:: Given instruction ::
Translate this sentence from the real-time feedback text into Spanish: "The WebSocket endpoint is available at /ws on the relay server."

Real-time Feedback
Domscribe uses a WebSocket relay to push live updates between the browser overlay and the agent. When an agent processes an annotation, creates a response, or requests context, the overlay reflects the change immediately -- no polling required.
Architecture
The Domscribe relay is a localhost Fastify server that bridges three participants:
- Browser -- the overlay connects via WebSocket to receive annotation updates and respond to context requests.
- Agent -- your coding agent connects via MCP (stdio), which the relay translates to REST API calls internally.
- Manifest watcher -- the relay monitors the manifest file for changes and broadcasts updates.
The WebSocket endpoint is available at /ws on the relay server.
WebSocket Events
The relay uses the following event types:
Connection Events
| Event | Direction | Description |
|---|---|---|
connect | Server to Client | Sent immediately when a client connects. Includes a timestamp and the current client count. |
Annotation Events
| Event | Direction | Description |
|---|---|---|
annotation:created | Server to Client | A new annotation has been created (e.g., the user submitted a change request from the overlay). |
annotation:updated | Server to Client | An annotation's status or content has changed (e.g., the agent claimed it, responded, or it failed). |
These events are emitted by the annotation service whenever an annotation transitions between statuses (QUEUED, PROCESSING, PROCESSED, FAILED, ARCHIVED).

:: Extracted material ::
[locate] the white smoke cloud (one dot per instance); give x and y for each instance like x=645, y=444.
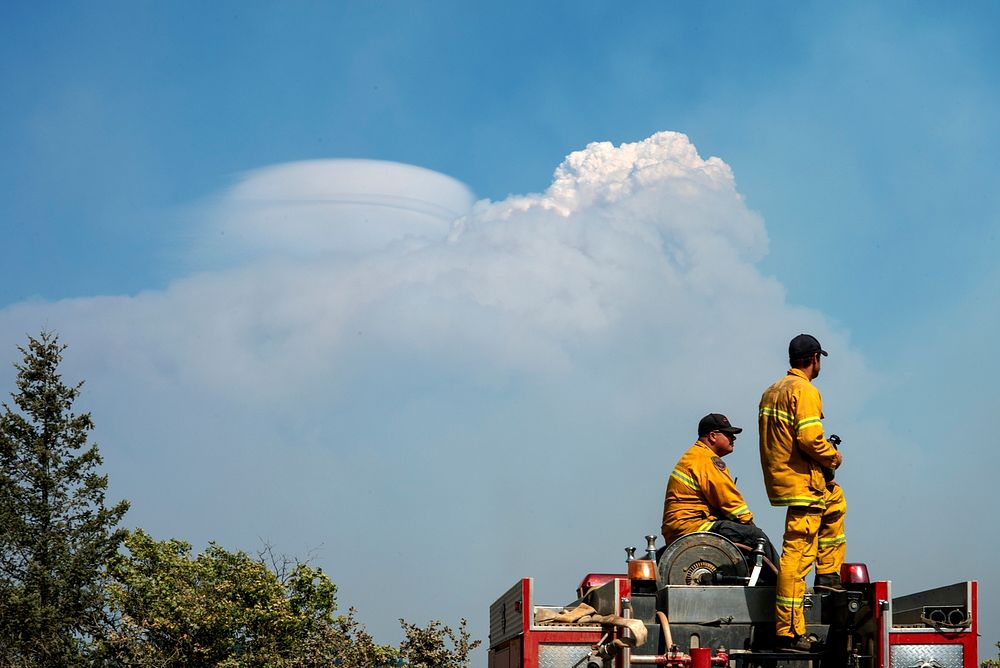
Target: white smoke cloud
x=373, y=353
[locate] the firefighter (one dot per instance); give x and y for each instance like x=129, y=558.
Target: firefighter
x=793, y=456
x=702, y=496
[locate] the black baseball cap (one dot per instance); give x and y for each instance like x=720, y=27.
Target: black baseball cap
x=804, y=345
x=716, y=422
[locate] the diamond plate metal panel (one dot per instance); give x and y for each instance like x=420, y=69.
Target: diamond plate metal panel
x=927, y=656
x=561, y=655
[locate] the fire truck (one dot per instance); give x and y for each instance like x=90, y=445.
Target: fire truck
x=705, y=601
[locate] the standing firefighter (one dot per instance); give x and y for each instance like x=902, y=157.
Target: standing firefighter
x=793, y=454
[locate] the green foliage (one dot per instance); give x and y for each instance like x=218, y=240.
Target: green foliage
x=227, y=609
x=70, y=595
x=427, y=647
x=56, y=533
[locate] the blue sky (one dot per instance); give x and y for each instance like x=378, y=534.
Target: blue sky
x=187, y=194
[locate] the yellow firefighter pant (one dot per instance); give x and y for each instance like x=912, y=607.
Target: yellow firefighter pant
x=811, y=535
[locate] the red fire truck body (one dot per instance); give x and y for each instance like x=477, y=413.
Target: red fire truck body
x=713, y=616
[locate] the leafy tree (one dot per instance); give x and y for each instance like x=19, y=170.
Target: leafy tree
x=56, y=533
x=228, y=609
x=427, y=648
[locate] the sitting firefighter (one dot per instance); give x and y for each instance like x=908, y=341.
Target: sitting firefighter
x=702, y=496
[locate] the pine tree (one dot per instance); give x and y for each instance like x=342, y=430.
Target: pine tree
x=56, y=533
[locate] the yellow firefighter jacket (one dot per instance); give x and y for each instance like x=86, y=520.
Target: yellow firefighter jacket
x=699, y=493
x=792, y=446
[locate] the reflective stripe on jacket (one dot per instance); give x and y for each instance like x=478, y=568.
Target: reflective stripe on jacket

...

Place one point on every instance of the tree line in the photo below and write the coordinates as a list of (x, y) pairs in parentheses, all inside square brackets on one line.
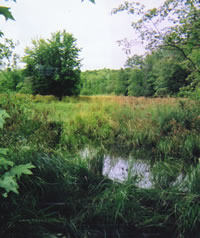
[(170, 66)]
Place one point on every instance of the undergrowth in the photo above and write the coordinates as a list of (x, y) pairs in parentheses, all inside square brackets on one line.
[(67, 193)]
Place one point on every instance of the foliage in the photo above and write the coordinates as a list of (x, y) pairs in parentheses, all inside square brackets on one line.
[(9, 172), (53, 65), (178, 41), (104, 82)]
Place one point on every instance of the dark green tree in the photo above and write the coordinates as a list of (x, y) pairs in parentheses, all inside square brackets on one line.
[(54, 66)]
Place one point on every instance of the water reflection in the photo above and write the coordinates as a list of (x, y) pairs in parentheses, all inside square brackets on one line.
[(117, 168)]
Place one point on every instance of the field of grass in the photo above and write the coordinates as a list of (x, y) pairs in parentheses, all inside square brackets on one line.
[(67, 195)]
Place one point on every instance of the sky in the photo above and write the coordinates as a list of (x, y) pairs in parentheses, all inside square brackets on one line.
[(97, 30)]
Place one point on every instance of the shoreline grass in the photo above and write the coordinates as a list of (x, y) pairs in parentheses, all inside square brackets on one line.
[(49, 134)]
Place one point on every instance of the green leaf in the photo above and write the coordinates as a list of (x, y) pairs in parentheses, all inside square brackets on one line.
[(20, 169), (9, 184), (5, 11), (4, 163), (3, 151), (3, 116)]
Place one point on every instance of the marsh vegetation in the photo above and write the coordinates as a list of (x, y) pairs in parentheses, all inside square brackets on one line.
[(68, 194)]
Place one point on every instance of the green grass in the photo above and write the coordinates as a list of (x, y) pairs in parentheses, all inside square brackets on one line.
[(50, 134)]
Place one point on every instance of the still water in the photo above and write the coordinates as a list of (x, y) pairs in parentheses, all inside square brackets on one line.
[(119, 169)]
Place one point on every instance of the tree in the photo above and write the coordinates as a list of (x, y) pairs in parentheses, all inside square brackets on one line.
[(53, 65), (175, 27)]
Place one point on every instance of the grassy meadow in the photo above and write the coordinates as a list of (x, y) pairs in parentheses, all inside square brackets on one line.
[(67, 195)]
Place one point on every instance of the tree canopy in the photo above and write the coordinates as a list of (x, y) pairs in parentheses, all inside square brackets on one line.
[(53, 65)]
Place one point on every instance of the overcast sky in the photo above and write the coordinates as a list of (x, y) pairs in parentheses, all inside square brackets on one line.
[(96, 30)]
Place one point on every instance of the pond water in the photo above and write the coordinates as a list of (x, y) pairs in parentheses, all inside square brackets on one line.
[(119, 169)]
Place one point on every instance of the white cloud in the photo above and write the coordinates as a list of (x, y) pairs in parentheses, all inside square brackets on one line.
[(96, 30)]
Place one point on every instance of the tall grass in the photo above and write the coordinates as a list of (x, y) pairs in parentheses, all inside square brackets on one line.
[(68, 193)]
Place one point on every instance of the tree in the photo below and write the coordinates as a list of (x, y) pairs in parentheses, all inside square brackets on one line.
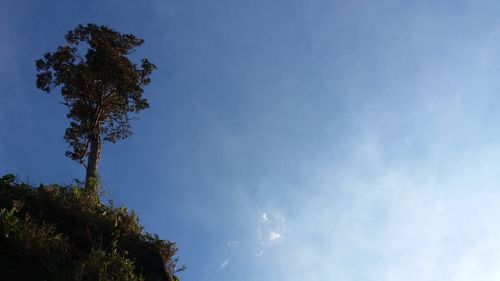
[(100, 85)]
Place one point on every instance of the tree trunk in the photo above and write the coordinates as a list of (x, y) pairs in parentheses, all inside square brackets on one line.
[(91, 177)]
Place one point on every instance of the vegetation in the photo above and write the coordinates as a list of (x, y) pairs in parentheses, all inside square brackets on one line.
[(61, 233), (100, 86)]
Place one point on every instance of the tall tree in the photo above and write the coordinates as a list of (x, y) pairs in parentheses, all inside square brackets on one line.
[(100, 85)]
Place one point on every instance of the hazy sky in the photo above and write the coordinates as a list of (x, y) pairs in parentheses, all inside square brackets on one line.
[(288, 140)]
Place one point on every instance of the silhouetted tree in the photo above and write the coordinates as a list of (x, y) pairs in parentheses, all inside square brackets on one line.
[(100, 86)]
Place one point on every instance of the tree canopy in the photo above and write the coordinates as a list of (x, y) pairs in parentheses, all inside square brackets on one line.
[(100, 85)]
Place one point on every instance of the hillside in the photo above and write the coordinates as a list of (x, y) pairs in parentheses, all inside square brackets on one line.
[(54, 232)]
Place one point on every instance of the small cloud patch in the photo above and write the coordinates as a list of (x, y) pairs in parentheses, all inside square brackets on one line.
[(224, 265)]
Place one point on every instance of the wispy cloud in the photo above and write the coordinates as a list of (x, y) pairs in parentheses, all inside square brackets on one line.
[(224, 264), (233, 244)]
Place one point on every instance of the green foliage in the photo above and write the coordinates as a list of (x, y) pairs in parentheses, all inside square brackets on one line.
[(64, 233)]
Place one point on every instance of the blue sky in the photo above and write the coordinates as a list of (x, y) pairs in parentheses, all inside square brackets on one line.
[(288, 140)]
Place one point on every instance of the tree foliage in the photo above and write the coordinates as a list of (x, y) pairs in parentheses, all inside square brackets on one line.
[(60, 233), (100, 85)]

:: Complete answer ::
El punto de conexión WebSocket está disponible en /ws en el servidor de retransmisión.